For the material below, return exactly the lines starting at the line containing "Annotation task: put one keypoint on every instance of the lamp" and ending at the line containing "Annotation task: put one keypoint on every instance of the bald", both ends included, and no others.

Study material |
_ _ _ _ _

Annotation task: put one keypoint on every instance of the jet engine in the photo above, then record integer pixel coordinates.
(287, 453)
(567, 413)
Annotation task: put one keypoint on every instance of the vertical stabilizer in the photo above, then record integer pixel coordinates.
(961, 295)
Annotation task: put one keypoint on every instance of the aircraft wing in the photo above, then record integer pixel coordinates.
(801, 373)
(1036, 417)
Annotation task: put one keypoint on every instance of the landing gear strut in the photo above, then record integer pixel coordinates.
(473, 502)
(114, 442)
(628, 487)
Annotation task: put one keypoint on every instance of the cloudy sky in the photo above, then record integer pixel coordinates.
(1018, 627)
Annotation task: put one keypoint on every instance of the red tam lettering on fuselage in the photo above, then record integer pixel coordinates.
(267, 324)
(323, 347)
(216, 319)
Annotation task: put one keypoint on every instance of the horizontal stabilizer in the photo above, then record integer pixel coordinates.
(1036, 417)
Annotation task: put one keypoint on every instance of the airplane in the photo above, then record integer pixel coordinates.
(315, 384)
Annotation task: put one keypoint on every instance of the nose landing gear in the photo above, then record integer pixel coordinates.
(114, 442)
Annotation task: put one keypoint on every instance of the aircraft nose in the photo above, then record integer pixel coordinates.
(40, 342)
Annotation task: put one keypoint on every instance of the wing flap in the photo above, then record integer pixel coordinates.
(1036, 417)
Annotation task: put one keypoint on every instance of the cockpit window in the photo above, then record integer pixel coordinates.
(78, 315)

_ _ _ _ _

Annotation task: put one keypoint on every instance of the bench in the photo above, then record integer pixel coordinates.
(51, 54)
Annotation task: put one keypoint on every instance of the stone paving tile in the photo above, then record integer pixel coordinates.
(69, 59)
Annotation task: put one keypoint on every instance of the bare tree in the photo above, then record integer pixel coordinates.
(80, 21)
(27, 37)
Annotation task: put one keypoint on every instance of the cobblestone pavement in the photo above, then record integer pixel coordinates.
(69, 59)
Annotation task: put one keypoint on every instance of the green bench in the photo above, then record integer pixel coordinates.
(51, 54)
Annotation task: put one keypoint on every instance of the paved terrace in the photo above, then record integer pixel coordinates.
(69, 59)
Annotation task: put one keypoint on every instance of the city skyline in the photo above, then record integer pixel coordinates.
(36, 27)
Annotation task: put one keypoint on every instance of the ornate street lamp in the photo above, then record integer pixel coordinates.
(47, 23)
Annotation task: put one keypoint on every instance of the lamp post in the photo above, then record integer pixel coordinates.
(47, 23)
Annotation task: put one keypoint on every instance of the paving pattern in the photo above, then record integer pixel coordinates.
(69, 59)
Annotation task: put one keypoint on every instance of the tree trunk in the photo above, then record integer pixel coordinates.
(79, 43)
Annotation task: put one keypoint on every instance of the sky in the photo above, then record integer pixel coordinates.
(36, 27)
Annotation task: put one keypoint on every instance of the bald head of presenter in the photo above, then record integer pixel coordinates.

_ _ _ _ _

Response to this task |
Annotation task: put one keypoint on every instance of the lamp post in the photo above, then record integer pixel coordinates.
(47, 23)
Annotation task: put one keypoint on every instance of the paving pattern in the photo above, then record integer pixel coordinates.
(69, 59)
Annotation task: put one keypoint on every instance of the tree trunk in the photo above, then record integer pixel coordinates.
(79, 43)
Annotation task: put one keypoint on every instance of the sky in the photo above, then record integer pixel coordinates.
(36, 27)
Annotation task: put one keypoint on every instance of the bald head of presenter in the photo above, then record integer pixel coordinates.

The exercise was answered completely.